**THE RECORDS:**
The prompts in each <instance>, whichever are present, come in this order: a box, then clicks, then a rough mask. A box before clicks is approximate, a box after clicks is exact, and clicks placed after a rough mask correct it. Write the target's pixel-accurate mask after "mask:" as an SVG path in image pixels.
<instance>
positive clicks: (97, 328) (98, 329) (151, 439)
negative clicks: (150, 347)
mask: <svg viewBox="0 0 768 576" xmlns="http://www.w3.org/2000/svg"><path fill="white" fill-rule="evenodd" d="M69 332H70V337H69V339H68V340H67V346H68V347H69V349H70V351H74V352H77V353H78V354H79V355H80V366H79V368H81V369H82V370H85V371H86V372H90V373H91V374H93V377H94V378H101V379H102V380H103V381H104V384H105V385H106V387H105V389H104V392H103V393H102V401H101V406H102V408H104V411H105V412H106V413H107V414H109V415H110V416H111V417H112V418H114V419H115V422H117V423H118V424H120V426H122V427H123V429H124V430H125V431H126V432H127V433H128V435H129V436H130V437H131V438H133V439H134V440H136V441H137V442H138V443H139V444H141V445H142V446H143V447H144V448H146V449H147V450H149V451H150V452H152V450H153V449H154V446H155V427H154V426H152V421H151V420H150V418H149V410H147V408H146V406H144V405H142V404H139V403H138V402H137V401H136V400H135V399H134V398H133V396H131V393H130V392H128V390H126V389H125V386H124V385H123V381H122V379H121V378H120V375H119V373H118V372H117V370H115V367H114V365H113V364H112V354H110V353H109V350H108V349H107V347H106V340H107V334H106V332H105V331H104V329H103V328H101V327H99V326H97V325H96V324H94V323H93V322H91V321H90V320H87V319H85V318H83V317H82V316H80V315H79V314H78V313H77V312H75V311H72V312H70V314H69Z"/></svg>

**YOUR OBJECTIVE:** Repeat each of the entries exactly as written.

**ANSWER FOR THE TASK:**
The prompts in each <instance>, whichever are present, come in this order: a box, then clicks, then a rough mask. A box before clicks is approximate, a box after clicks is exact, and clicks placed after a rough mask correct it. Write the target's pixel-accurate mask after "mask:" as an SVG path in image pixels.
<instance>
positive clicks: (97, 328) (98, 329) (151, 439)
negative clicks: (150, 347)
mask: <svg viewBox="0 0 768 576" xmlns="http://www.w3.org/2000/svg"><path fill="white" fill-rule="evenodd" d="M69 332H70V337H69V339H68V340H67V346H68V347H69V349H70V351H74V352H77V353H78V354H79V355H80V366H79V368H81V369H82V370H85V371H86V372H90V373H91V374H93V377H94V378H101V379H102V380H103V381H104V384H105V385H106V387H105V389H104V392H103V393H102V401H101V406H102V408H104V411H105V412H106V413H107V414H109V415H110V416H111V417H112V418H114V419H115V422H117V423H118V424H120V426H122V427H123V429H124V430H125V431H126V432H127V433H128V435H129V436H130V437H131V438H133V439H134V440H136V441H137V442H138V443H139V444H141V445H142V446H143V447H144V448H146V449H147V450H149V451H150V452H152V450H153V449H154V446H155V427H154V426H152V421H151V420H150V418H149V410H147V408H146V406H144V405H142V404H139V403H138V402H137V401H136V400H135V399H134V398H133V396H131V393H130V392H128V390H126V389H125V386H124V385H123V381H122V379H121V378H120V375H119V373H118V372H117V370H115V367H114V365H113V364H112V354H110V353H109V350H108V349H107V347H106V340H107V334H106V332H105V331H104V329H103V328H101V327H99V326H97V325H96V324H94V323H93V322H91V321H90V320H87V319H85V318H83V317H82V316H80V315H79V314H78V313H77V312H75V311H72V312H70V314H69Z"/></svg>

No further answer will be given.